#### What you are asked to do
Copy each line below in which the string "topped" appears.

Point-per-instance localization data
*** Block opens ***
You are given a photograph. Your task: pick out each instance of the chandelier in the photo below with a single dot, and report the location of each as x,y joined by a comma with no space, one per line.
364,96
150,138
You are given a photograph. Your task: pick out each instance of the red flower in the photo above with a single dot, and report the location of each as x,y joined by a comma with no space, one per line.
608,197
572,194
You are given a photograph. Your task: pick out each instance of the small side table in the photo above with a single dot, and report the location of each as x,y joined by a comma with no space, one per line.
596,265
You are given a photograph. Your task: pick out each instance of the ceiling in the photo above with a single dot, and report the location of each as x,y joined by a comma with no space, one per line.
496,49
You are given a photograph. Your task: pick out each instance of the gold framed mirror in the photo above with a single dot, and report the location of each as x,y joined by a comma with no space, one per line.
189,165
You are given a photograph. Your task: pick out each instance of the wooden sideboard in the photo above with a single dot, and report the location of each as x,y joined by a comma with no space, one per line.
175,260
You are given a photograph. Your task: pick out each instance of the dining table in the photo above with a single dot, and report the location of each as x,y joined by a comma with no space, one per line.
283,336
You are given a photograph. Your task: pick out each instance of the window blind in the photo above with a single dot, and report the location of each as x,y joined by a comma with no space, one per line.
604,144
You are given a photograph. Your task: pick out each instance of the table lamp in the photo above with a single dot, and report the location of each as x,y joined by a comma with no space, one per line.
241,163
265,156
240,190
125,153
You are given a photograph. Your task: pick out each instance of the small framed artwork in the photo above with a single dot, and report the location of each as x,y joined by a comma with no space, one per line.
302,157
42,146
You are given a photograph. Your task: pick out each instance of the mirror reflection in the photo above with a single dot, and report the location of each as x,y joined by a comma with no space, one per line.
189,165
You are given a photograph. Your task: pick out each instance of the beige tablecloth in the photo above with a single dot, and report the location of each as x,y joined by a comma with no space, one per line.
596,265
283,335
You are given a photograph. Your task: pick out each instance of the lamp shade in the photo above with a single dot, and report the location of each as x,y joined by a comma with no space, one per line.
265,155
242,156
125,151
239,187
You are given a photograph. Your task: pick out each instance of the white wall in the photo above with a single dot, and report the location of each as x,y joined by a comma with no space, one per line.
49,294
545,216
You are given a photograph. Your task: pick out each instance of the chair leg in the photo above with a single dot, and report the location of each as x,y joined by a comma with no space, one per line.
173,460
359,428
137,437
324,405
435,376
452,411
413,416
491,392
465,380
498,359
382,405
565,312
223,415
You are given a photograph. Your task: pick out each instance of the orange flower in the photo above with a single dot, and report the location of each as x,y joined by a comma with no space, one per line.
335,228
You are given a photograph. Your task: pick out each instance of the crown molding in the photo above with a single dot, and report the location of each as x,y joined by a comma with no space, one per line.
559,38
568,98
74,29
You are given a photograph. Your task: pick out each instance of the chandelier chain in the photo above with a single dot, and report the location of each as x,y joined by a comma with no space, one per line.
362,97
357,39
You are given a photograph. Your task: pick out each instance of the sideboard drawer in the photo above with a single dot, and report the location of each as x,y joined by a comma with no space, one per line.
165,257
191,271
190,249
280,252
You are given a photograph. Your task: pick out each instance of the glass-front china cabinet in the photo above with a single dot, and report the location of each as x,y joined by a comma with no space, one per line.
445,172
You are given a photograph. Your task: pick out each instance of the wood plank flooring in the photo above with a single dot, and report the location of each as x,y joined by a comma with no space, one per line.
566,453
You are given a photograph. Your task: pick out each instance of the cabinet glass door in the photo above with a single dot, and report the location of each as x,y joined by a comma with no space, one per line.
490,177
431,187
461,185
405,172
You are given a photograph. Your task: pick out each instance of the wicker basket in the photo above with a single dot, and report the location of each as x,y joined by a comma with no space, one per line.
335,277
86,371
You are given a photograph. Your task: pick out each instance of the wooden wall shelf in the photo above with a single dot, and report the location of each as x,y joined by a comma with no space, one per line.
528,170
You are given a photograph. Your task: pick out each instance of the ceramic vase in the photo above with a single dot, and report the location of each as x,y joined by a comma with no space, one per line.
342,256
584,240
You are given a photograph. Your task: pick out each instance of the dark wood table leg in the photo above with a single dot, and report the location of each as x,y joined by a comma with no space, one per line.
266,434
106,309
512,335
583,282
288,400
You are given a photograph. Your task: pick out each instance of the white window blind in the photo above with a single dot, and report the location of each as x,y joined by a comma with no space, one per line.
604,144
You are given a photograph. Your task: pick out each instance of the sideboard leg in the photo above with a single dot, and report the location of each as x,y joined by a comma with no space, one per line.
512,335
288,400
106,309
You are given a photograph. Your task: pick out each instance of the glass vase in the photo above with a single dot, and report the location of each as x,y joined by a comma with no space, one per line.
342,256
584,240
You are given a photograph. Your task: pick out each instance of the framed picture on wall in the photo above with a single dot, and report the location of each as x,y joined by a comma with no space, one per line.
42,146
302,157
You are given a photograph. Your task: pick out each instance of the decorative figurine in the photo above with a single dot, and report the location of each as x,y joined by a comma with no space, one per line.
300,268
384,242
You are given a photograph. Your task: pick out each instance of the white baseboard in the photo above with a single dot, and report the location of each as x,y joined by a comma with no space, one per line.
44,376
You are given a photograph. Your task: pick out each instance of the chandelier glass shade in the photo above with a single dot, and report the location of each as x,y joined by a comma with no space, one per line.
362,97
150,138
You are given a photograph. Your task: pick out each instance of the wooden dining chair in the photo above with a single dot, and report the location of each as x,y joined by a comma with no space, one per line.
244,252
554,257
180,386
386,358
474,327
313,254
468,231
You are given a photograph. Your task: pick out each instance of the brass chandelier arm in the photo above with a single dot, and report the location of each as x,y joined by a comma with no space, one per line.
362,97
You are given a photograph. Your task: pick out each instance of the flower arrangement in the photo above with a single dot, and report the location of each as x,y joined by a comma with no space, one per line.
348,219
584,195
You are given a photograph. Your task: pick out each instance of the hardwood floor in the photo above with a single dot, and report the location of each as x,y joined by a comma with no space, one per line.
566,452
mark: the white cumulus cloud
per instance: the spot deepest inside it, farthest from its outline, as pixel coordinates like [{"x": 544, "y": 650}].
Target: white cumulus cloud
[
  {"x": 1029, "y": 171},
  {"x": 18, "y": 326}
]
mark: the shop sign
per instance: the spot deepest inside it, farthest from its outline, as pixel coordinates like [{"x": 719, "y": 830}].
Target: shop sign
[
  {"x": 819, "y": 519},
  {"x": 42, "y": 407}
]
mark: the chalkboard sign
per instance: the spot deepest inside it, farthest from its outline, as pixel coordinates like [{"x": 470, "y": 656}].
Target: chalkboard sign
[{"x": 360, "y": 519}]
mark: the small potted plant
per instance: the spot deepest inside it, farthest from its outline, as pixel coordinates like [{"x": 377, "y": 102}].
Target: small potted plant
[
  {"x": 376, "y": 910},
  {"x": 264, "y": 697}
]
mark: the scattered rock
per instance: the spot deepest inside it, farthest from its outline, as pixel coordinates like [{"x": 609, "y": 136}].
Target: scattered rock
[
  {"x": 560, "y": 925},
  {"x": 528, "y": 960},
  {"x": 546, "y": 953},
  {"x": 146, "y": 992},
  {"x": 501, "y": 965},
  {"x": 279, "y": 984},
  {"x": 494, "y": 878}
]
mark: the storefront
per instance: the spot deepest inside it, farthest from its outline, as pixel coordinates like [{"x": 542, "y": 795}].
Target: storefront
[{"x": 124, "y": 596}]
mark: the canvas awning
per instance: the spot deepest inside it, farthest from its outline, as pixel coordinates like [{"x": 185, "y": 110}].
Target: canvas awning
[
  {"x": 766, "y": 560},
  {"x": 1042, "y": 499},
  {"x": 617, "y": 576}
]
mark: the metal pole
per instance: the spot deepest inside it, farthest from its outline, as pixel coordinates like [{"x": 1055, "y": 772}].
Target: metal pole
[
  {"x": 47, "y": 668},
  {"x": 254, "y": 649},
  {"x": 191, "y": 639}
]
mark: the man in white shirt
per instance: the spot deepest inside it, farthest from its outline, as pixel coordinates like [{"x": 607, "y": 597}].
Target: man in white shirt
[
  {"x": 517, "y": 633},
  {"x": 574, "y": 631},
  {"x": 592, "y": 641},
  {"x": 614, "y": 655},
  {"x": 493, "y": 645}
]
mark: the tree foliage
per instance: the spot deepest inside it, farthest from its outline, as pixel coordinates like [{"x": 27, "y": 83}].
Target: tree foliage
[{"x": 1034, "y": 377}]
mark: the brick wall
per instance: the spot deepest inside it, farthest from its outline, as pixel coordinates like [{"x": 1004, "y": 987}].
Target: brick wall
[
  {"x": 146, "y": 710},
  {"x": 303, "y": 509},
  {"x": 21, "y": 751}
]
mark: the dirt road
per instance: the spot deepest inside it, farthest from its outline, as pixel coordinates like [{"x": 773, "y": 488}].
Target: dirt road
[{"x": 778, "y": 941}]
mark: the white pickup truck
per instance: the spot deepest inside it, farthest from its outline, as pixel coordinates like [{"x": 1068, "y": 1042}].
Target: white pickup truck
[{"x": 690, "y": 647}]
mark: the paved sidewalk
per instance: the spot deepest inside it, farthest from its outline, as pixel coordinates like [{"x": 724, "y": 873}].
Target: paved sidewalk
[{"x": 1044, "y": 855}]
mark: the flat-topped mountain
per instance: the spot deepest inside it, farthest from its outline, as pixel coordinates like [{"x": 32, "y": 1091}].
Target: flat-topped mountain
*** Block closes ***
#### Expected answer
mark: the flat-topped mountain
Target: flat-topped mountain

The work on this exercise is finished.